**Teks yang Disediakan**:
Selama ini banyak disalahpahami bahwa Dzulqarnain adalah Alexander Agung atau Alexander The Great, seorang penakluk asal Macedonia. Padahal yang dimaksud Al-Qur’an, Dzulqarnain adalah seorang shalih yang hidup di masa Nabi Ibrahim q, bukan seorang kafir yang merupakan anak didik filosof Yunani, Aristoteles. Berikut ini kami nukilkan penjelasan Al-Hafizh Ibnu Hajar rahimahullahu dalam Fathul Bari tentang Dzulqarnain.
Al-Imam Al-Bukhari rahimahullahu membawakan kisah Dzulqarnain dalam Kitabul Fitan bab Qishshatu Ya`juj wa Ma`juj dalam Shahih-nya, sebelum bab Qaulullah ta’ala Wattakhadza Ibrahima Khalilan. Hal ini merupakan isyarat untuk melemahkan pendapat yang mengatakan bahwa Dzulqarnain yang disebut dalam Al-Qur`an adalah Iskandar Al-Yunani (Alexander Agung1). Karena Iskandar2 Al-Yunani hidup pada masa yang berdekatan dengan zaman Nabi ‘Isa ‘alaihissalam. Padahal perbedaan masa antara Nabi Ibrahim ‘alaihissalam dan Nabi ‘Isa lebih dari 2.000 tahun. Dan yang nampak, Iskandar yang akhir ini dijuluki Dzulqarnain juga untuk menyamakannya dengan Iskandar yang pertama, dari sisi luasnya kerajaan dan kekuasaannya atas banyak negeri. Atau, ketika Iskandar yang kedua ini menaklukkan Persia serta membunuh raja mereka, maka dua kerajaan yang luas –Persia dan Romawi– berada di bawah kekuasaannya, sehingga dia dijuluki dengan Dzulqarnain (yang memiliki dua tanduk).

**Permintaan Tugas A**:
Jawablah pertanyaan berikut berdasarkan teks tentang Dzulqarnain.
(i) Menurut teks, Dzulqarnain yang dimaksud Al-Qur'an hidup di masa nabi siapa?
(ii) Dalam kitab dan bab apa Al-Imam Al-Bukhari membawakan kisah Dzulqarnain?
(iii) Berapa lama perbedaan masa antara Nabi Ibrahim dan Nabi 'Isa?
**Permintaan Tugas B**: Hitung banyaknya baris pada kumpulan baris di bawah yang memuat kata "white". Tuliskan angkanya saja.

**Data yang Ditampilkan**:
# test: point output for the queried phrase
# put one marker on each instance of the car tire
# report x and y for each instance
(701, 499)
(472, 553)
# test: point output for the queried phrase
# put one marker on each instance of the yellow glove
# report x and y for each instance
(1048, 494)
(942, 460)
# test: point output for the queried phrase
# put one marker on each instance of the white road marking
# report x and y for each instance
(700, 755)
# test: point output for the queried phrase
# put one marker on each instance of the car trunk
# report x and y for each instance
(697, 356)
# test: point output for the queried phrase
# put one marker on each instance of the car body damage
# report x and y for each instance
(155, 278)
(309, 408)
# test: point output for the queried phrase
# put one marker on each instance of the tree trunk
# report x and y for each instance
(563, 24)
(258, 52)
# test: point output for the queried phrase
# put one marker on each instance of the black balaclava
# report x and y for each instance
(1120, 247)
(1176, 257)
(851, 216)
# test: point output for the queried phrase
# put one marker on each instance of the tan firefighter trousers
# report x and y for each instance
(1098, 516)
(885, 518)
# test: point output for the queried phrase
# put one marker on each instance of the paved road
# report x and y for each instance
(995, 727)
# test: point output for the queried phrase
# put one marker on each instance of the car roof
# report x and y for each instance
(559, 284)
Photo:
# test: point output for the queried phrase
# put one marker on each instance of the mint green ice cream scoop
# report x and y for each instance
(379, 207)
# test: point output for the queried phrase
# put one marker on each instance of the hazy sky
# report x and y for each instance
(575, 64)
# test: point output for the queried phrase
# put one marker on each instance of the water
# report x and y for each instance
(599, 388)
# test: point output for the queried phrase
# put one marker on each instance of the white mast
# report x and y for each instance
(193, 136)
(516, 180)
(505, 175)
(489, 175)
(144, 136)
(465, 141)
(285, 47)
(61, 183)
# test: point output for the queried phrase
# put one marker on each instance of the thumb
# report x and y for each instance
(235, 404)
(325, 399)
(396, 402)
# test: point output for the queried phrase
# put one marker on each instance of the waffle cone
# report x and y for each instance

**Hasil Tugas A**:
(i) Nabi Ibrahim.
(ii) Kitabul Fitan, bab Qishshatu Ya`juj wa Ma`juj.
(iii) Lebih dari 2.000 tahun.

**Hasil Tugas B**: 2